Starting at the line that contains "instance of the sky" and ending with the line that contains "126L85 133L89 133L89", both included, express the records as a JSON list of strings with one string per line. Leave out blank lines.
======== DATA FOR THIS EXERCISE ========
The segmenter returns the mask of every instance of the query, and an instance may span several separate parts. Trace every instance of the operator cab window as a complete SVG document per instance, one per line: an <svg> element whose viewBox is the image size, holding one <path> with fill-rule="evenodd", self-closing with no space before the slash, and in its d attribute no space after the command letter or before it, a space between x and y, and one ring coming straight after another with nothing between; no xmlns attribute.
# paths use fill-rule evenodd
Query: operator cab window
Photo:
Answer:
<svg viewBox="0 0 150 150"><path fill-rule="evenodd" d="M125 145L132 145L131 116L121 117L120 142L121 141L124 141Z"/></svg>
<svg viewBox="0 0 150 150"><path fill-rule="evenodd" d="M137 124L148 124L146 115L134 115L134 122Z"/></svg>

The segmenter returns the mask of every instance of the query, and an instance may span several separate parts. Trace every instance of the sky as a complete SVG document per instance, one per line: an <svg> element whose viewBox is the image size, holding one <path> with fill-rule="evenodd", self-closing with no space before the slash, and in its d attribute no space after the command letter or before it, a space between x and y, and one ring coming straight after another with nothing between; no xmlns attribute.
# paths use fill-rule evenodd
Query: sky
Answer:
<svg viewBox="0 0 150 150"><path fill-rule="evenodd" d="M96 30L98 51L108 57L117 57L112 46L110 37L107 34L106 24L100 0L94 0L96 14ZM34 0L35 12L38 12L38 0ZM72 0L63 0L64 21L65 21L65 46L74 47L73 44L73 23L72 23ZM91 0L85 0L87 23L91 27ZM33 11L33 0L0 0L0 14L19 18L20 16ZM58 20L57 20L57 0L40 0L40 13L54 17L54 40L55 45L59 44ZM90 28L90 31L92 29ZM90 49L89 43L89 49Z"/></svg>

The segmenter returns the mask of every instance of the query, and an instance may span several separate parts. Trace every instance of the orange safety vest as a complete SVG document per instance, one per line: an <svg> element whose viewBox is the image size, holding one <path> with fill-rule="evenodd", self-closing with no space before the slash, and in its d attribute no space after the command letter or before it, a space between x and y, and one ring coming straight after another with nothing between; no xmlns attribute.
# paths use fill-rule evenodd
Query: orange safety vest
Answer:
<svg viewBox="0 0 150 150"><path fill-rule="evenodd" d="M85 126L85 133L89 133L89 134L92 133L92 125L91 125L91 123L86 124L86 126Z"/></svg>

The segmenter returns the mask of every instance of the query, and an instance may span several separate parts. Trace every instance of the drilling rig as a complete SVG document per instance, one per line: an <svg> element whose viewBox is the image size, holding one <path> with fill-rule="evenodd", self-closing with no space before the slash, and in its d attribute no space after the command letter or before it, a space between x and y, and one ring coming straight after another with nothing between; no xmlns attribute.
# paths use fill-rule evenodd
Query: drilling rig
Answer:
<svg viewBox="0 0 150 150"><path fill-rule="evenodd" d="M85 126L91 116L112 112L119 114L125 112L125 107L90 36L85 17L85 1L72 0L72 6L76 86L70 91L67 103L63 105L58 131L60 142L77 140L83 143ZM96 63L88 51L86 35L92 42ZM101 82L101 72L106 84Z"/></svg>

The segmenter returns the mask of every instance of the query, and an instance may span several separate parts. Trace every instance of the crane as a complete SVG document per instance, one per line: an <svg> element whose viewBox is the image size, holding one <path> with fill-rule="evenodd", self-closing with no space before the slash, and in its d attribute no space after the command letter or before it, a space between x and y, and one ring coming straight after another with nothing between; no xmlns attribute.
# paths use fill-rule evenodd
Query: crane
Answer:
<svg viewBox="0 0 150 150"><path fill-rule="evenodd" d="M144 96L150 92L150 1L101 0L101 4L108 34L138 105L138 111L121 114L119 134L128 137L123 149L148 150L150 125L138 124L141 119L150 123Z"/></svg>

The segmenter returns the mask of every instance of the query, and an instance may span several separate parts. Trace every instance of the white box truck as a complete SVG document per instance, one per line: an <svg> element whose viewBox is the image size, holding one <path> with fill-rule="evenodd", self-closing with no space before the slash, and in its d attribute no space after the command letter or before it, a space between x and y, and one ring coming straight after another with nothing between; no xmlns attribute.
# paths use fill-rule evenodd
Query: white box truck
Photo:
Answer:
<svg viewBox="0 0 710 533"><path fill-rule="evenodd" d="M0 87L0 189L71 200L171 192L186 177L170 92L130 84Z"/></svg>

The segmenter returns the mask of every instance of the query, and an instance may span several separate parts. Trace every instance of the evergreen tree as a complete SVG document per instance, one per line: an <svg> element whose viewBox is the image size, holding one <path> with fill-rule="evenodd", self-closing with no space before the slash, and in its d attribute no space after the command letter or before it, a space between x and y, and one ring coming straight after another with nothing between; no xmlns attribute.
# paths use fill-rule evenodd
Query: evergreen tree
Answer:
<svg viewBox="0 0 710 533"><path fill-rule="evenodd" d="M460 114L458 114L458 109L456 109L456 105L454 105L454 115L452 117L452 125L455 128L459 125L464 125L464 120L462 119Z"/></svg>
========
→ IN RESPONSE:
[
  "The segmenter returns the mask of every instance of the query, and an instance may span several separate parts. Trace every instance of the sky as a complete SVG document per instance, one per line: an <svg> element whose viewBox is the image size, holding one <path> with fill-rule=\"evenodd\", self-closing with no space before the slash, and in its d attribute no space after the command letter or before it, a space between x and y, and one ring coming straight after another with nothing between; no xmlns attribute.",
  "# paths use fill-rule evenodd",
  "Query: sky",
  "Answer:",
  "<svg viewBox=\"0 0 150 150\"><path fill-rule=\"evenodd\" d=\"M96 30L98 51L108 57L117 57L112 46L110 37L107 34L106 24L100 0L94 0L96 14ZM34 0L35 12L38 12L38 0ZM72 0L63 0L64 21L65 21L65 46L74 47L73 44L73 23L72 23ZM91 0L85 0L87 23L91 27ZM33 11L33 0L0 0L0 14L19 18L20 16ZM58 20L57 20L57 0L40 0L40 13L54 17L54 40L55 45L59 44ZM90 28L90 31L92 29ZM90 49L89 43L89 49Z\"/></svg>",
  "The segmenter returns the mask of every instance of the query, and an instance may span several separate parts. Trace every instance of the orange safety vest as a complete SVG document per instance, one per line: an <svg> element whose viewBox is the image size, holding one <path> with fill-rule=\"evenodd\", self-closing with no space before the slash, and in its d attribute no space after the command letter or before it, a space between x and y, and one ring coming straight after another with nothing between; no xmlns attribute.",
  "# paths use fill-rule evenodd",
  "Query: orange safety vest",
  "Answer:",
  "<svg viewBox=\"0 0 150 150\"><path fill-rule=\"evenodd\" d=\"M85 126L85 133L89 133L89 134L92 133L92 125L91 125L91 123L86 124L86 126Z\"/></svg>"
]